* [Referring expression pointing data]
────────

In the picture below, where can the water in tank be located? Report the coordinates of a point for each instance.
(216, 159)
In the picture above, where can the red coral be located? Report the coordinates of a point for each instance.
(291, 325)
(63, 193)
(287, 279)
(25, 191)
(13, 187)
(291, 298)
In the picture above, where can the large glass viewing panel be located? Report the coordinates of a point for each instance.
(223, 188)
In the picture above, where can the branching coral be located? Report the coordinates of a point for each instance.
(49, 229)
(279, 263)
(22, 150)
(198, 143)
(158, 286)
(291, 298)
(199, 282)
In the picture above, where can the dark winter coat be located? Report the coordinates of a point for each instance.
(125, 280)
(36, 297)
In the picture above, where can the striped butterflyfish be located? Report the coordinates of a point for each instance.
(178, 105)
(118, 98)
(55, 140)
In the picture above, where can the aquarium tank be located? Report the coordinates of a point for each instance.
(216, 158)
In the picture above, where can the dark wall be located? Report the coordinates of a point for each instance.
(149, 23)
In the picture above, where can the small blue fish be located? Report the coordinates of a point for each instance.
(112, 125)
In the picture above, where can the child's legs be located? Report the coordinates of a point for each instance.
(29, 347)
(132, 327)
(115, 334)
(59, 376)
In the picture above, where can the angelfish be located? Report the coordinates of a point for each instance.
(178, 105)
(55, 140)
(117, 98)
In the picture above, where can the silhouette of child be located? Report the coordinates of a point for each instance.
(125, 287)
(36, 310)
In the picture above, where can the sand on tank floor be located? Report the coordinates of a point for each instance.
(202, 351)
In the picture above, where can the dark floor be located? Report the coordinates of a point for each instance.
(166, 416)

────────

* [Work required] Exact copies of all the entries above are to be printed.

* [Task solution]
In the picture below, where can the water in tank be located? Report the coordinates of a point for each instance.
(216, 159)
In the picture above, where can the red coral be located? Report the coordinates of a point for each instance.
(291, 325)
(63, 193)
(287, 279)
(25, 191)
(13, 187)
(291, 298)
In the picture above, where can the large glass viewing panel be located? Report the coordinates of a point for each instance.
(223, 188)
In the picture above, where can the branching coral be located? Report the coordinates of a point for each instance.
(49, 229)
(279, 263)
(22, 150)
(198, 143)
(158, 286)
(291, 298)
(199, 282)
In the picture above, where can the dark winter coat be located? Report the coordinates of a point for each instance.
(125, 280)
(36, 297)
In the picture above, where can the striped butterflyfish be located? Report the coordinates of a point for each instance.
(178, 105)
(118, 98)
(55, 140)
In the picture above, where can the aquarium tank be located? Report the coordinates of a point for each instance.
(216, 158)
In the picture above, where can the dark wall be located? Report the coordinates of a point for each instance.
(149, 23)
In the picture above, where can the small blue fish be located? Report the coordinates of a point for each instance.
(112, 125)
In the picture above, where can the child's legs be located? Report the coordinates of a point for each instance.
(29, 347)
(132, 327)
(115, 334)
(59, 376)
In the picture above, where can the angelfish be located? Report the coordinates of a point for each instance.
(178, 105)
(55, 140)
(117, 98)
In the picture above, where can the silhouette of child be located? Report the coordinates of a point for each instance.
(125, 287)
(36, 310)
In the picture above, where can the sand on tank floor be located? Report the coordinates of a point for each instance.
(202, 351)
In the picture above, where can the dark floor be located? Report the coordinates of a point for each instance.
(166, 416)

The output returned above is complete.